"""
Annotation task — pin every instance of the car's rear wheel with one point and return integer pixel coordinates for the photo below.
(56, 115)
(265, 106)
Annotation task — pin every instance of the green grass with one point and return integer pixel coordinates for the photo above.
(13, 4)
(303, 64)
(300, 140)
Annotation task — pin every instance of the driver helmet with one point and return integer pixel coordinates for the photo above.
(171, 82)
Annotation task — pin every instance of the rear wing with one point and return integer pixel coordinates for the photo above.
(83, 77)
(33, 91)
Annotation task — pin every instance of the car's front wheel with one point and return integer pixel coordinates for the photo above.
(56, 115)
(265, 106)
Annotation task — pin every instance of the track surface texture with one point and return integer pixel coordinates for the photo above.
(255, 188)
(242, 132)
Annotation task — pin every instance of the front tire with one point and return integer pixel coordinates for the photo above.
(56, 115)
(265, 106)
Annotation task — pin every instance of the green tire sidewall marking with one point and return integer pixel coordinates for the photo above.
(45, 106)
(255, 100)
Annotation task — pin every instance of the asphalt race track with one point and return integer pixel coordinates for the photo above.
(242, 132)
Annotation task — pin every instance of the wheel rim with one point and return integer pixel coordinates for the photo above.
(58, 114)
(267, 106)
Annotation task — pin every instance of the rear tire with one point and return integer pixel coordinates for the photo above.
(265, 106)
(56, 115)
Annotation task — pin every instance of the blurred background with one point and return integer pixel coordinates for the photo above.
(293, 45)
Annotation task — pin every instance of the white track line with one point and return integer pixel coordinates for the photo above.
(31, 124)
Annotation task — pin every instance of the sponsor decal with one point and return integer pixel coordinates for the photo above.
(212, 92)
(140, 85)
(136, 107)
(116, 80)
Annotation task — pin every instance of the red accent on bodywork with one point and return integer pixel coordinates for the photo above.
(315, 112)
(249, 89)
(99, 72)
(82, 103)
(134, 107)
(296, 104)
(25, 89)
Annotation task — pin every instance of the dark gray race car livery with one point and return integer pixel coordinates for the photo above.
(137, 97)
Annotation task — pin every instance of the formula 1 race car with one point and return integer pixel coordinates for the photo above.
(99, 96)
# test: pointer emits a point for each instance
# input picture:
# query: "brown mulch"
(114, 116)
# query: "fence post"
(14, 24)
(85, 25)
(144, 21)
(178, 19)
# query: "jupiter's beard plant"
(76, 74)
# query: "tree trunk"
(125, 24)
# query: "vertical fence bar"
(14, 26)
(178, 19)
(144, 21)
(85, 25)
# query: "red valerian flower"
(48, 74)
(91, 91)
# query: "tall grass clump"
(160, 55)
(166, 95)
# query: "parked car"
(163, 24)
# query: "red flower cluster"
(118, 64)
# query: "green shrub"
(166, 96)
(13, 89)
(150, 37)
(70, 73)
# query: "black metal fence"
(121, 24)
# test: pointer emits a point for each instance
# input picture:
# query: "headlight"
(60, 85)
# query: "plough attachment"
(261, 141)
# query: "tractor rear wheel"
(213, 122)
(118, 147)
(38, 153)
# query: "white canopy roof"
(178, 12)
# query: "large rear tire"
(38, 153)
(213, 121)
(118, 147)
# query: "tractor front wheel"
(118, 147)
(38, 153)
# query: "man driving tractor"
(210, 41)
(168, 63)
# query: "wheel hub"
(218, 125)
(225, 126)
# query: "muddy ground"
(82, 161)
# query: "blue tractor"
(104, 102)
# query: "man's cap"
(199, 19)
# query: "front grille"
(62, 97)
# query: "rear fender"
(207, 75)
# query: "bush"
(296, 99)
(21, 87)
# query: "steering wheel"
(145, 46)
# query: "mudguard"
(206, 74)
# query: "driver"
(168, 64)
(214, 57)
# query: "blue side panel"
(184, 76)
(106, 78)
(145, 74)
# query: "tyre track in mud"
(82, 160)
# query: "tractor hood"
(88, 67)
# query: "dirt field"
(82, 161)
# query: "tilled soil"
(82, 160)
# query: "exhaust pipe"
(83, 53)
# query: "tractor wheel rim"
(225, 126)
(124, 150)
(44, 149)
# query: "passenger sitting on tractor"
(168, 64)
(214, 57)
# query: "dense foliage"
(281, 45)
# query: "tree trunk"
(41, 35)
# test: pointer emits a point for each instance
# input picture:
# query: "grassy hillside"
"""
# [REQUIRED WORK]
Down to the last line, give the records again exactly.

# [WORKED SOLUTION]
Annotation task — pin every instance of the car's rear wheel with one point and return integer pixel coordinates for the photo below.
(56, 115)
(265, 106)
Annotation task — pin every instance of the green grass with one point and return integer pixel coordinates for the photo above.
(13, 4)
(303, 64)
(300, 140)
Annotation task — pin every instance of the driver helmet with one point and return integer pixel coordinates for the photo above.
(171, 82)
Annotation task — pin every instance of the rear wing with one point and return integer pixel coordinates for the photo above.
(83, 77)
(33, 91)
Annotation task — pin every instance of the car's front wheel with one point and return integer pixel coordinates for the photo above.
(56, 115)
(265, 106)
Annotation task — pin every instance of the track surface texture with one point and return integer pixel coordinates for the photo above.
(255, 188)
(242, 132)
Annotation task — pin every instance of the front tire with one point and return integer pixel coordinates for the photo above.
(56, 115)
(265, 106)
Annotation task — pin every instance of the green tire sidewall marking with one point and return integer pixel coordinates for the photo above.
(45, 106)
(255, 100)
Annotation task — pin every instance of the asphalt race track with one point and return integer pixel coordinates for the photo above.
(242, 132)
Annotation task — pin every instance of the wheel rim with one point and return integer pixel coordinates for the photo above.
(58, 114)
(267, 106)
Annotation task — pin every instance of the rear tire with one point and return integer pixel coordinates for the photo above.
(265, 106)
(56, 115)
Annotation task — pin every instance of the blurred background with one point and return integer pixel coordinates for the photo above.
(293, 45)
Annotation task — pin every instance of the white track line with one point and return integer pixel coordinates for the photo above.
(31, 124)
Annotation task — pin every instance of the sponsor decal with one point and return integer pixel coordinates for the photo above.
(212, 92)
(140, 85)
(136, 107)
(116, 80)
Annotation task — pin every instance of the red accent on bodywork with one point and return integer pixel coordinates for the photo above.
(315, 112)
(249, 89)
(99, 72)
(82, 103)
(134, 107)
(296, 104)
(25, 89)
Annotation task — pin every instance of the dark gray race car livery with one point and return integer pixel coordinates for the photo above.
(137, 97)
Annotation task — pin every instance of the formula 1 race car with one point and return integer pixel coordinates for the photo above.
(99, 96)
# test: pointer emits a point for each instance
# input picture:
# query: "brown mulch"
(114, 116)
# query: "fence post"
(14, 24)
(85, 25)
(144, 21)
(178, 19)
# query: "jupiter's beard plant"
(76, 74)
# query: "tree trunk"
(125, 24)
# query: "vertical fence bar"
(14, 26)
(178, 19)
(144, 21)
(85, 25)
# query: "red valerian flower"
(48, 74)
(91, 91)
# query: "tall grass clump"
(160, 55)
(166, 95)
# query: "parked car"
(163, 24)
# query: "red flower cluster"
(118, 64)
# query: "green shrub"
(166, 96)
(13, 89)
(150, 37)
(70, 73)
# query: "black metal fence"
(121, 24)
# test: pointer emits a point for each instance
# input picture:
# query: "headlight"
(60, 85)
# query: "plough attachment"
(261, 141)
# query: "tractor rear wheel"
(213, 122)
(118, 147)
(38, 153)
# query: "white canopy roof"
(178, 12)
# query: "large rear tire"
(38, 153)
(213, 121)
(118, 147)
# query: "tractor front wheel"
(118, 147)
(38, 153)
# query: "man driving tractor"
(210, 41)
(168, 63)
# query: "wheel hub"
(218, 125)
(225, 126)
# query: "muddy ground"
(82, 161)
# query: "blue tractor"
(104, 102)
# query: "man's cap"
(199, 19)
# query: "front grille"
(62, 97)
# query: "rear fender"
(207, 75)
# query: "bush"
(296, 99)
(21, 87)
# query: "steering wheel"
(145, 46)
# query: "mudguard"
(206, 74)
# query: "driver"
(168, 64)
(214, 57)
# query: "blue side panel"
(184, 76)
(106, 78)
(145, 74)
# query: "tyre track in mud"
(82, 160)
# query: "tractor hood"
(88, 67)
# query: "dirt field"
(82, 161)
# query: "tilled soil"
(82, 160)
# query: "exhaust pipe"
(83, 53)
# query: "tractor wheel rim"
(225, 126)
(124, 150)
(44, 149)
# query: "passenger sitting on tractor"
(168, 64)
(214, 57)
# query: "dense foliage"
(281, 45)
# query: "tree trunk"
(41, 35)
# test: pointer emits a point for each instance
# input picture:
# query: "grassy hillside"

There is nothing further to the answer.